### DIRECTIONS
• A. Please rewrite the part of the Bradley Smith article that opens with the words "Smith had an" and closes with "on college campuses.", replacing "pamphlet" with "booklet".
• B. Gather every row below that contains the word "leather" and copy each one out.

+++ TEXT SHOWN

Holocaust Denier Bradley Smith’s Legacy of Lies

Holocaust denier Bradley Smith, the founder of the Committee for Open Debate on the Holocaust (CODOH), died on February 18, 2016, his 86th birthday. Smith’s lasting impact is apparent in his peers’ reaction to his death – and in the continued efforts of the organizations he created to promote dangerous Holocaust denial theories. Smith’s acolytes and fellow Holocaust deniers rushed to eulogize him in the days following his death.bradley-smith-report-logo

Smith was one of the original Holocaust deniers – an aging group that included Willis Carto, who died in October and was buried in Arlington National Cemetery in February amid considerable controversy. Smith denied every fact about the Holocaust: He discounted the number of murders, he dismissed the gas chambers as “false,” and he questioned the existence of a planned “Final Solution.”

Smith had an eclectic, literary – even progressive – young adulthood, and did not engage in so-called “revisionism” until he was nearly 50, when he read a copy of Robert Faurrison’s “The Problem of the Gas Chambers.”  The pamphlet, as Smith recalled in his memoir, “Confessions of a Holocaust Revisionist,” changed his life. From that moment on, Smith’s Holocaust denial was absolute – he refuted every piece of evidence that was presented to him, from eyewitness testimony to photographs of the concentration camps to historical documents – and he was determined to share his new beliefs widely, especially on college campuses.

David Cole, who also promoted Holocaust denial on campus in the 1990s, wrote this about Smith: “…He made his mark. Whether they know if it or not, those today who campaign for free speech on college campuses… all use techniques Bradley helped pioneer. Campus newspaper ads disguised as op-eds, calculatedly provocative speaking tours, pitting student idealists against ideologues… Bradley did it first.”

From 1987 to 2001, CODOH ran the Campus Project, Smith’s attempt to fuel Holocaust denial on university campuses by placing essay-length ads in more than 350 student newspapers. Smith’s efforts set off heated First Amendment debates nationwide.committee-for-open-debate-on-the-holocaust-codoh-logo

In his homage to Smith, Holocaust denier Arthur Butz, a professor of electrical engineering at Northwestern University and author of “The Hoax of the Twentieth Century,” wrote of CODOH: “I call it a great success, because [Smith’s] kitchen-table operation has grown into the principal center of revisionism, publishing, posting or linking to articles in several languages and providing outlets for people who make worthy contributions… Congratulations and R.I.P., Bradley, for a life that made a difference!”

++++++
+++ STORED RECORDS

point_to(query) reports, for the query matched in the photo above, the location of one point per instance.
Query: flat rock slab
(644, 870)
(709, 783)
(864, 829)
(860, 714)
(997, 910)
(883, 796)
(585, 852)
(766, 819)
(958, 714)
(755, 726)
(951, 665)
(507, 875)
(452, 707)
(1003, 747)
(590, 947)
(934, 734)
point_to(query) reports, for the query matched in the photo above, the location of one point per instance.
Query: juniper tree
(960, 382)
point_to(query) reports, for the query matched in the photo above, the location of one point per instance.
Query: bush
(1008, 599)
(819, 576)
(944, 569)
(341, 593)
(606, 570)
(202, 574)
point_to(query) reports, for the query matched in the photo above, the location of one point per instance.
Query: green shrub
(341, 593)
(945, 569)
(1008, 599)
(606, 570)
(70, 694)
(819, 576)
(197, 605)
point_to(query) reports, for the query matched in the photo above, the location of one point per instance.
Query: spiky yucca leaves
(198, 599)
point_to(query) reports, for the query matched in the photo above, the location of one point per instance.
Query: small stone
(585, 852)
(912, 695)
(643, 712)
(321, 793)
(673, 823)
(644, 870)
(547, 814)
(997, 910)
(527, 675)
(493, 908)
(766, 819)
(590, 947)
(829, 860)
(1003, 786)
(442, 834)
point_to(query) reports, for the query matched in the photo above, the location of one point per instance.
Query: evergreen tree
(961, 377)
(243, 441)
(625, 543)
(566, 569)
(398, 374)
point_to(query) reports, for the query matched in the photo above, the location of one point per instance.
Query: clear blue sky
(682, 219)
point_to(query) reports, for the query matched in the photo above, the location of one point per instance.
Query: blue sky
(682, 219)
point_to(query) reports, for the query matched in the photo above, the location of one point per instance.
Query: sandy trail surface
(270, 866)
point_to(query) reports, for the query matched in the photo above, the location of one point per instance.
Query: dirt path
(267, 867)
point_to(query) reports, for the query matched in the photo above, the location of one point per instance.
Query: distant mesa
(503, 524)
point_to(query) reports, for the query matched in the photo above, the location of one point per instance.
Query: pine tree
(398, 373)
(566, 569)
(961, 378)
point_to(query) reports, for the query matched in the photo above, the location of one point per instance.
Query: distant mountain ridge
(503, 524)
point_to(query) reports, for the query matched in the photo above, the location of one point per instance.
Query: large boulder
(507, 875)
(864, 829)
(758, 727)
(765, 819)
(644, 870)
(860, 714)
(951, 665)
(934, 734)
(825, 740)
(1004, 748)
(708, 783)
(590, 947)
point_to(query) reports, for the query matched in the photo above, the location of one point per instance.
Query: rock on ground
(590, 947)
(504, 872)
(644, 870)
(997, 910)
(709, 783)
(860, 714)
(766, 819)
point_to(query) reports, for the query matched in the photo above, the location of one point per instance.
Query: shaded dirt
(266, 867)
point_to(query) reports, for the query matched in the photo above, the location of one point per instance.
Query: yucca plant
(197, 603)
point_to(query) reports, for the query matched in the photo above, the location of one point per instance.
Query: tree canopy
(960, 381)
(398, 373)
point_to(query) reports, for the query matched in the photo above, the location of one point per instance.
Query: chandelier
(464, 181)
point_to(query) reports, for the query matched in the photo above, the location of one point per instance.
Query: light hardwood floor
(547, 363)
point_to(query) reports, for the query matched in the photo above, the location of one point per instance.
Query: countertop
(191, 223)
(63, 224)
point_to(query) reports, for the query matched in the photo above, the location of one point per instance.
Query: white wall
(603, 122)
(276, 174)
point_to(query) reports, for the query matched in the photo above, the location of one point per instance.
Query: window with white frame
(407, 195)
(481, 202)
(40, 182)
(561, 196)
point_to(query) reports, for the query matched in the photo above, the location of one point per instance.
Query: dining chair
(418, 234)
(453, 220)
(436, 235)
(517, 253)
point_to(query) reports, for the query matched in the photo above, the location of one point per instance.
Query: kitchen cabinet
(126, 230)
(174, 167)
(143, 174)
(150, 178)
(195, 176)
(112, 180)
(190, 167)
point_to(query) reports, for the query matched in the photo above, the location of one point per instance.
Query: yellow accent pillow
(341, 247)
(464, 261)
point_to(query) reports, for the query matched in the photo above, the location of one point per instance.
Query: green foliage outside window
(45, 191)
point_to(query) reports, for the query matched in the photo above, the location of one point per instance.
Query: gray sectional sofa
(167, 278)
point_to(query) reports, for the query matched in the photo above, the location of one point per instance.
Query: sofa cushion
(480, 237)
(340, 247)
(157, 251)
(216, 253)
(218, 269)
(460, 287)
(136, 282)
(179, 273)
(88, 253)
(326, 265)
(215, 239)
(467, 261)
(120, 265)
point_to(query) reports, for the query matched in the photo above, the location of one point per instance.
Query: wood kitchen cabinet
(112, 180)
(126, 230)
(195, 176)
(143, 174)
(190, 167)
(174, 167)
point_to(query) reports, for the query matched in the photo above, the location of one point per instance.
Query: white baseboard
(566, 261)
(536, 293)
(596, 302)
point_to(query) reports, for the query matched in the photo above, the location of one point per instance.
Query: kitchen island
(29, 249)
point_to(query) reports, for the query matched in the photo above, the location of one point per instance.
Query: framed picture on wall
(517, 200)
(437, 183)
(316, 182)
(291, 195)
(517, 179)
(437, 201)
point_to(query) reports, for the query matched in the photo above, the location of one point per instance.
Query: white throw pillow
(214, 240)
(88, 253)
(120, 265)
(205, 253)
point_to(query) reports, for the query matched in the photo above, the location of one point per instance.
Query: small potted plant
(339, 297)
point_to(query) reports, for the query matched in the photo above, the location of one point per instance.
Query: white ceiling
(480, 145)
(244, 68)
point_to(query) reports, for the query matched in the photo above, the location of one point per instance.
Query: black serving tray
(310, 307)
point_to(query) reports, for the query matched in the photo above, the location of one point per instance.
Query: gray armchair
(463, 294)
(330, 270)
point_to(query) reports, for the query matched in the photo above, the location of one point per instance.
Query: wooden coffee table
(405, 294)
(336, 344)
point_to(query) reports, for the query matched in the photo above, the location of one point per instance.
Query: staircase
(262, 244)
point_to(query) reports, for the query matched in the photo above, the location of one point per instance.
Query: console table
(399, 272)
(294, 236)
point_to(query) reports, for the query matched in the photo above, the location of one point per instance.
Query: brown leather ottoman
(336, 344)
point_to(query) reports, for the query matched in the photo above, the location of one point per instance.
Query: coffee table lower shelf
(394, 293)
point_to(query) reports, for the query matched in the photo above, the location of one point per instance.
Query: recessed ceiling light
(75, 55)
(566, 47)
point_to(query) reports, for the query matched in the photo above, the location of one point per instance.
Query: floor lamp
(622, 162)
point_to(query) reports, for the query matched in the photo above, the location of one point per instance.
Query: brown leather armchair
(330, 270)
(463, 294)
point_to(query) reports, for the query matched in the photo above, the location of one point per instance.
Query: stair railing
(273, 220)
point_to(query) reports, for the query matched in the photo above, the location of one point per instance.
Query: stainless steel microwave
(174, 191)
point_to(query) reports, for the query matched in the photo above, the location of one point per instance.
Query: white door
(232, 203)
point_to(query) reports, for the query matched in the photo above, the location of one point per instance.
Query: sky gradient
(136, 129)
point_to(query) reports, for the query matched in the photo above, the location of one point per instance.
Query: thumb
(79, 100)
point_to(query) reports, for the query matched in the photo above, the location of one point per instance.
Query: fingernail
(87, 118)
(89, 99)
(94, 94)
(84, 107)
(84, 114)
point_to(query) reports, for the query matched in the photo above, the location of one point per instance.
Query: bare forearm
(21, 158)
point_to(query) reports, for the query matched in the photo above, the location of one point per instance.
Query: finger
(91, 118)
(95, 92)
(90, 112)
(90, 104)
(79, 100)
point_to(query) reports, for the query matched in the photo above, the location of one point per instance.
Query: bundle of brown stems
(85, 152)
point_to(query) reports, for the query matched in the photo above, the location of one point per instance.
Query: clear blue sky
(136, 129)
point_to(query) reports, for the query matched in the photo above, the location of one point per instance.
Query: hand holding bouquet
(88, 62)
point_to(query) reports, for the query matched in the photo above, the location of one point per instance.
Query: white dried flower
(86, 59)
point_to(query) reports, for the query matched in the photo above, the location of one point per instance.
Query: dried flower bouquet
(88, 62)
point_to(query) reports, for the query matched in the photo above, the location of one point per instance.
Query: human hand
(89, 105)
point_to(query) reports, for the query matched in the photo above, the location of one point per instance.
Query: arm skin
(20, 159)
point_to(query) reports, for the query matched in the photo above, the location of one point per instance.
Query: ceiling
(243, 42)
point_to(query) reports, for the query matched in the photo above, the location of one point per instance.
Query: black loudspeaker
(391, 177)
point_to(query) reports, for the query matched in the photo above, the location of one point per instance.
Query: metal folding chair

++++++

### RESPONSES BY TASK
• A.
Smith had an eclectic, literary – even progressive – young adulthood, and did not engage in so-called “revisionism” until he was nearly 50, when he read a copy of Robert Faurrison’s “The Problem of the Gas Chambers.”  The booklet, as Smith recalled in his memoir, “Confessions of a Holocaust Revisionist,” changed his life. From that moment on, Smith’s Holocaust denial was absolute – he refuted every piece of evidence that was presented to him, from eyewitness testimony to photographs of the concentration camps to historical documents – and he was determined to share his new beliefs widely, especially on college campuses.

• B.
Query: brown leather ottoman
Query: brown leather armchair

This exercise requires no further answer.